Your instructions: Locate each line in the items below that contains the word "outline" with matching case, and copy every such line.
§ §
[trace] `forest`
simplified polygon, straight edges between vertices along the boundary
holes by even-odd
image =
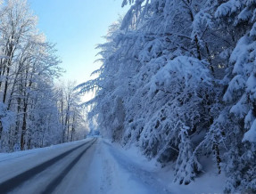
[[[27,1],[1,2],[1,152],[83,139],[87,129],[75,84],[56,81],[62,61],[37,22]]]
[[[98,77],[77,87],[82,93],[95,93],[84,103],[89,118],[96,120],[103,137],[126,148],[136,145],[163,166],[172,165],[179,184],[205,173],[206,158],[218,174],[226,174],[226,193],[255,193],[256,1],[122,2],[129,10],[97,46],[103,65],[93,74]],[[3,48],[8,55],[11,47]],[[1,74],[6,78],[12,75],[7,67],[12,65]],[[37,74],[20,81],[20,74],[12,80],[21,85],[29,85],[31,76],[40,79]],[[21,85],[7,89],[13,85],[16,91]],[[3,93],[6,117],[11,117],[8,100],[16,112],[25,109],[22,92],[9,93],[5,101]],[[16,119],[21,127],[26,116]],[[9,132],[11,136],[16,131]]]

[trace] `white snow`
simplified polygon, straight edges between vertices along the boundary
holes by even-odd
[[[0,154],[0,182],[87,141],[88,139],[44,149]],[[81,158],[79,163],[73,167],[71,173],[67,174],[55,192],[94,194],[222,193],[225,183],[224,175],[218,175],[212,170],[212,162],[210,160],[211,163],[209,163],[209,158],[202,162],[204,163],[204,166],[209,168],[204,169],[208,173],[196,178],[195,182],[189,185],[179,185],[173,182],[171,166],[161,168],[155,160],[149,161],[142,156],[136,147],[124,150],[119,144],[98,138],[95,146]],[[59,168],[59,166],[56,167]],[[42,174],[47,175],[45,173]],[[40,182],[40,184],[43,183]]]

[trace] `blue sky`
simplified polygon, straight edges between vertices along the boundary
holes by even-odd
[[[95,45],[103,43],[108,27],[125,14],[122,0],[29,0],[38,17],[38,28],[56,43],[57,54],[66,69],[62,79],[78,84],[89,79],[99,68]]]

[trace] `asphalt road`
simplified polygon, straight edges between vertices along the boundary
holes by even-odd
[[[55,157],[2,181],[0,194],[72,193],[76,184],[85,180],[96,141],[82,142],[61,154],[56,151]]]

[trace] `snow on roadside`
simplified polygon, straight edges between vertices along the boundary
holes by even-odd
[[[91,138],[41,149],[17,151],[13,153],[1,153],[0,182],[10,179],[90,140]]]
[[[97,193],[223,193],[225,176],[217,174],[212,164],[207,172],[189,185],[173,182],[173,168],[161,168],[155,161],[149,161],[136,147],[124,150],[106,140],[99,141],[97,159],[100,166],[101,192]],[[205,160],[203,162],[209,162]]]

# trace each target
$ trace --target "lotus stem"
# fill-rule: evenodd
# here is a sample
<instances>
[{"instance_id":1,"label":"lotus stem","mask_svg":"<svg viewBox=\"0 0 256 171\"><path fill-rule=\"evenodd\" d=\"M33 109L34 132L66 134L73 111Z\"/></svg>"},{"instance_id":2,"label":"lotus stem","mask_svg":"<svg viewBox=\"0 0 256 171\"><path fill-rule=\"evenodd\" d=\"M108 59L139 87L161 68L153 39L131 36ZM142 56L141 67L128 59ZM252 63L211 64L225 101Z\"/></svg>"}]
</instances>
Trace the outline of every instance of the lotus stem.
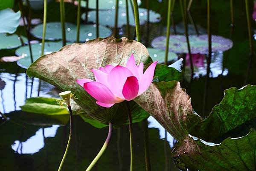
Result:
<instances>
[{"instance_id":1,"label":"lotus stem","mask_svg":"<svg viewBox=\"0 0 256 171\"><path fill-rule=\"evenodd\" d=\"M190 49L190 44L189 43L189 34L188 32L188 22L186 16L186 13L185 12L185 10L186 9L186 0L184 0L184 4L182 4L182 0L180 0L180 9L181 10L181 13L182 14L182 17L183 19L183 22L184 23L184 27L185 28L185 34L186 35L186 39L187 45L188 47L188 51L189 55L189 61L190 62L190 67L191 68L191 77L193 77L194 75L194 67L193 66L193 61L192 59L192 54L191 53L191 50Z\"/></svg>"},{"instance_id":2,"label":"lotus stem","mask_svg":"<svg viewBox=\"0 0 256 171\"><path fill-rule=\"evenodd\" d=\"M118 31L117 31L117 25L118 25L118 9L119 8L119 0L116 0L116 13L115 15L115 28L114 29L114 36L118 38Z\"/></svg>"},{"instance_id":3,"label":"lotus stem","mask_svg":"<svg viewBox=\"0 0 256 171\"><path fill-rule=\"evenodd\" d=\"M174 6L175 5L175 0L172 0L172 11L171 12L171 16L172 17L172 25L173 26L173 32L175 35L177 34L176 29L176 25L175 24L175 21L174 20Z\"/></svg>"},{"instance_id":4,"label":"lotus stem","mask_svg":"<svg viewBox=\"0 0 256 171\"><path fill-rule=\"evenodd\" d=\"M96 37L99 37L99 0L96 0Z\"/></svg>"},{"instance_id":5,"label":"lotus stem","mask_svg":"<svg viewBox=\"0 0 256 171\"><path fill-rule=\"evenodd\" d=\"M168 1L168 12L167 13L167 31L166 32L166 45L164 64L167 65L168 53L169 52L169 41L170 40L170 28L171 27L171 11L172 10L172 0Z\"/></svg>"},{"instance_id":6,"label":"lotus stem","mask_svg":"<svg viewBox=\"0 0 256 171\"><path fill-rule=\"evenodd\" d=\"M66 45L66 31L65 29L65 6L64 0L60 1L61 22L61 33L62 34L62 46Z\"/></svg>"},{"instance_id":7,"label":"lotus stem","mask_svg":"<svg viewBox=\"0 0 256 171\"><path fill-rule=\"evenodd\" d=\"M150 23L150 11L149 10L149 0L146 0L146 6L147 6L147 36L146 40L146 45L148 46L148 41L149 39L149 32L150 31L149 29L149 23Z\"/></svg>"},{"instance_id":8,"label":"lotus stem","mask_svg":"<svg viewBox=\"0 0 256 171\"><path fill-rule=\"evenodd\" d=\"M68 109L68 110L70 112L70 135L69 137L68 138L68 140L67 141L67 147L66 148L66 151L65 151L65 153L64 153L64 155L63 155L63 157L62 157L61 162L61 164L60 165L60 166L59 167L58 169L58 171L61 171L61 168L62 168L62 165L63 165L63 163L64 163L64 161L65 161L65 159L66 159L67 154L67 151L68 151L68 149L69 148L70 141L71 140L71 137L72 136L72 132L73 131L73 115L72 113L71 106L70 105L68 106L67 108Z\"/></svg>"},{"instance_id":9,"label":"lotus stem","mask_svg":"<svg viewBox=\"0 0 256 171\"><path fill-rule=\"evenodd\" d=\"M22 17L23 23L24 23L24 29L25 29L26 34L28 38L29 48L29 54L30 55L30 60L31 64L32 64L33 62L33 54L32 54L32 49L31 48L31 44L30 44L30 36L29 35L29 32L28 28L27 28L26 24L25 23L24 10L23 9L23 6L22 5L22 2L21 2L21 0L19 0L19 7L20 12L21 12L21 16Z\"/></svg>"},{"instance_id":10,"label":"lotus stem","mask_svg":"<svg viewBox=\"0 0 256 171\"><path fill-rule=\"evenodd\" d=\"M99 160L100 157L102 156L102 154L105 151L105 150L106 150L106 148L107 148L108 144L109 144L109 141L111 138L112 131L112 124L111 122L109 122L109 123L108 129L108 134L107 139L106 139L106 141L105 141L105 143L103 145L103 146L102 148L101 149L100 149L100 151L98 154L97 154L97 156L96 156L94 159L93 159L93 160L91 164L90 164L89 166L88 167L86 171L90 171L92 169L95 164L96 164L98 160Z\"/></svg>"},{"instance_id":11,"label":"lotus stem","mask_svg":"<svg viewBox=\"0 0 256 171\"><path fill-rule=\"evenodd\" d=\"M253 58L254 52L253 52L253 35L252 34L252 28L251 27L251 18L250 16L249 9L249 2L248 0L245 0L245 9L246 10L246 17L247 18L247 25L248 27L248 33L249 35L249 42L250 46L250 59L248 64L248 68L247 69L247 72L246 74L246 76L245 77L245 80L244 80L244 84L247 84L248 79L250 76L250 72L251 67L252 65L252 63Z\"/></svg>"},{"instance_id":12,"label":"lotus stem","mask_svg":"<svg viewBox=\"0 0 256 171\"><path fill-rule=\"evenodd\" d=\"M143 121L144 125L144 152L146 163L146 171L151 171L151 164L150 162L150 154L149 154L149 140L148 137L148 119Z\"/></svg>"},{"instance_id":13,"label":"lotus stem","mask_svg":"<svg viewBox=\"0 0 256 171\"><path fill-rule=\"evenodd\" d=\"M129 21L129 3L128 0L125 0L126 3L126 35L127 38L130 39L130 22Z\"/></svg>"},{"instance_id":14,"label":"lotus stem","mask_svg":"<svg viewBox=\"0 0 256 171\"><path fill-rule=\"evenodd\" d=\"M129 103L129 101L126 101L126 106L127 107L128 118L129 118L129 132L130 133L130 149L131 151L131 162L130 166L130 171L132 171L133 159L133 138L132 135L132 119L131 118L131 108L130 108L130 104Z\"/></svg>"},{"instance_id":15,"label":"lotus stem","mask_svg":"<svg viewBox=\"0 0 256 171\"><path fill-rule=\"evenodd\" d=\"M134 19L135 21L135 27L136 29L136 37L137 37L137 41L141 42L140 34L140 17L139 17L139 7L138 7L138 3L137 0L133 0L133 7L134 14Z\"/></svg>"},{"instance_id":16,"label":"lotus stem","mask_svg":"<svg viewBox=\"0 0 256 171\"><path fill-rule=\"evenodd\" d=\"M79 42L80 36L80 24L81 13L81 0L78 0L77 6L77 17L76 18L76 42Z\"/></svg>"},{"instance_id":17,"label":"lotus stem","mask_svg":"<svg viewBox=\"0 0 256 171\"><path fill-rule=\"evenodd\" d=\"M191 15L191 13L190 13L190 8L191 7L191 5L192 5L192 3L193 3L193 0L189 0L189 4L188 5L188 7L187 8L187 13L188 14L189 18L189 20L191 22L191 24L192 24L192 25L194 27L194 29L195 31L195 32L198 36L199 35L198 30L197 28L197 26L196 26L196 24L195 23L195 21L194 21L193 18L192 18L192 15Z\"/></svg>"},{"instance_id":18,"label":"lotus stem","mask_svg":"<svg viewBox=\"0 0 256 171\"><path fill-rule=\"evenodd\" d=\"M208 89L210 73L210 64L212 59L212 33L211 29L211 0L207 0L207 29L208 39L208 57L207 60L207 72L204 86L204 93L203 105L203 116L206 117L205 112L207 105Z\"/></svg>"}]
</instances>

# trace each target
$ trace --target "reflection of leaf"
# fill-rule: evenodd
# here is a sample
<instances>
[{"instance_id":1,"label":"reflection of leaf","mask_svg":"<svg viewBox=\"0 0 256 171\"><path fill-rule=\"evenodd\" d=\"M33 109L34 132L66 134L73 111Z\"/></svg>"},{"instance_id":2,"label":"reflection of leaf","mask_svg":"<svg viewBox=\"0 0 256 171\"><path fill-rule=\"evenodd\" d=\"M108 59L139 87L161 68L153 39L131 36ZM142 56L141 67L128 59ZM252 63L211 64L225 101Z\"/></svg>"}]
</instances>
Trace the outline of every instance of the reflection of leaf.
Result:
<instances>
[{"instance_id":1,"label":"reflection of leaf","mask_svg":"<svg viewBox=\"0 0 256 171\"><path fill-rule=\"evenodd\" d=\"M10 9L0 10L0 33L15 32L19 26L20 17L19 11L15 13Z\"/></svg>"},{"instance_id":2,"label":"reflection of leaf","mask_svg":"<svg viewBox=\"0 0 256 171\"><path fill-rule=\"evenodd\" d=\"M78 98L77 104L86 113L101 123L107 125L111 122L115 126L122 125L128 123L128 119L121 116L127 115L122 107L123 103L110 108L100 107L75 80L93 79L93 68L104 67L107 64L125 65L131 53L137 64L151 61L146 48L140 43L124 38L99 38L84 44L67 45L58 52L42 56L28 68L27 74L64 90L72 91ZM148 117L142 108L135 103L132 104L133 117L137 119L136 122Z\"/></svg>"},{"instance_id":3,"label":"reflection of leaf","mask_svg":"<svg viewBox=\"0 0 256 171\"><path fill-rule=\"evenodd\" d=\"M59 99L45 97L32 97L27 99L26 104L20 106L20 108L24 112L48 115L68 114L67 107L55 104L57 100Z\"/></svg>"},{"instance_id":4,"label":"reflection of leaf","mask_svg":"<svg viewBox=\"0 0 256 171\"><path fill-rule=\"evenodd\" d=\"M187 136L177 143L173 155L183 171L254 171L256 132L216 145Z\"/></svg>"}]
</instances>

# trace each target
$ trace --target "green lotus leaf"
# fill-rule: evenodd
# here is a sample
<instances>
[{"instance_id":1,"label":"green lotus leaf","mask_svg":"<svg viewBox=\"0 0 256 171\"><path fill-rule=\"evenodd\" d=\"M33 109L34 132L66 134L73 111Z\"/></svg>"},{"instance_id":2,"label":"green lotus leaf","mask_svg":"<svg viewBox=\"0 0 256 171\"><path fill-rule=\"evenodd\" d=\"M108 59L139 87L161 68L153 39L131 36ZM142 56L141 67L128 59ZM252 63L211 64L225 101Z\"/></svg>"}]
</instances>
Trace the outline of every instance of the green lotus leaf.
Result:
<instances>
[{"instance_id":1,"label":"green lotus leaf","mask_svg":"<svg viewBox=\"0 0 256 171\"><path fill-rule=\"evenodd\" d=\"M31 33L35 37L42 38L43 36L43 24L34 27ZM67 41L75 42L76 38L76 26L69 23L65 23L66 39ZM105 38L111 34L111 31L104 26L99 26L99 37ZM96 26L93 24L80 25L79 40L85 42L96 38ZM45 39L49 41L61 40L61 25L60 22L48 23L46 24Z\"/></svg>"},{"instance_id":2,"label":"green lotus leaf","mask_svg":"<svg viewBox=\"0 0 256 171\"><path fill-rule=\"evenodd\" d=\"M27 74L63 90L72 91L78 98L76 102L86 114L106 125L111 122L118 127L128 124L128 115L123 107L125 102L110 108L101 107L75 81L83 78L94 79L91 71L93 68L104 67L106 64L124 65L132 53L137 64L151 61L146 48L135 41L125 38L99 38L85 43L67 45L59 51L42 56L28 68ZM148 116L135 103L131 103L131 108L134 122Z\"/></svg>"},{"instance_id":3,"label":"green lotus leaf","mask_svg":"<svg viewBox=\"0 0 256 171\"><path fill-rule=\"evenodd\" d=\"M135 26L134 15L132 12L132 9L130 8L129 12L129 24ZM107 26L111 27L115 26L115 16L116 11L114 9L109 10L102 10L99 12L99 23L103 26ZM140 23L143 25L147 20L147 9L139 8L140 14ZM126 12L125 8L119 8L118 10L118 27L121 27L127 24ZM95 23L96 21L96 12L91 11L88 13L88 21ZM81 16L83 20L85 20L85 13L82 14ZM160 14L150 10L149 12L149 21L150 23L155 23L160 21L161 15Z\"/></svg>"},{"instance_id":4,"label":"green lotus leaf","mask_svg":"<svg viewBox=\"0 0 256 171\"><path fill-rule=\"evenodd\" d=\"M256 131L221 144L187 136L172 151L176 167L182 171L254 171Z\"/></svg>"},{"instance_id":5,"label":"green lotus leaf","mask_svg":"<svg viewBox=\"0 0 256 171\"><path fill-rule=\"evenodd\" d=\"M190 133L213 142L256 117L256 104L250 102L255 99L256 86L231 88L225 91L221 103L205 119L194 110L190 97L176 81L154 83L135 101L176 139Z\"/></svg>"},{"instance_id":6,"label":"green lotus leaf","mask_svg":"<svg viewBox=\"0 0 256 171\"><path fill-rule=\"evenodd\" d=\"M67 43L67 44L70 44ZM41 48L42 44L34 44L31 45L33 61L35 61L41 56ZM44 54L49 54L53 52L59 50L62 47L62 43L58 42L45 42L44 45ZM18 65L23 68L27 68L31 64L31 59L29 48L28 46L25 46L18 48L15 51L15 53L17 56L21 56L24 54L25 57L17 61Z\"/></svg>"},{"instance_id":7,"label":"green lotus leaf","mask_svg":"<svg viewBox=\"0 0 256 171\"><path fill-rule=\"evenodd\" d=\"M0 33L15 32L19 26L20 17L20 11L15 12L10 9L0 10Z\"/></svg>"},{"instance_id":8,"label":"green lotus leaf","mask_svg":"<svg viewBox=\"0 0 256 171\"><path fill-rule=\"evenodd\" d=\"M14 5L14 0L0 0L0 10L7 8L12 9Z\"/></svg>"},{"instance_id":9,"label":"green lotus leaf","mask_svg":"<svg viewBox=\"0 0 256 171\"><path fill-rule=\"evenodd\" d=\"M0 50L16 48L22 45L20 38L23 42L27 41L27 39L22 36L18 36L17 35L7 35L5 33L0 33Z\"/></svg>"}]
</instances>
§ §
Correct output:
Trace the outline of every instance of the lotus stem.
Trace the outline of every instance of the reflection of leaf.
Trace the outline of every instance of the green lotus leaf.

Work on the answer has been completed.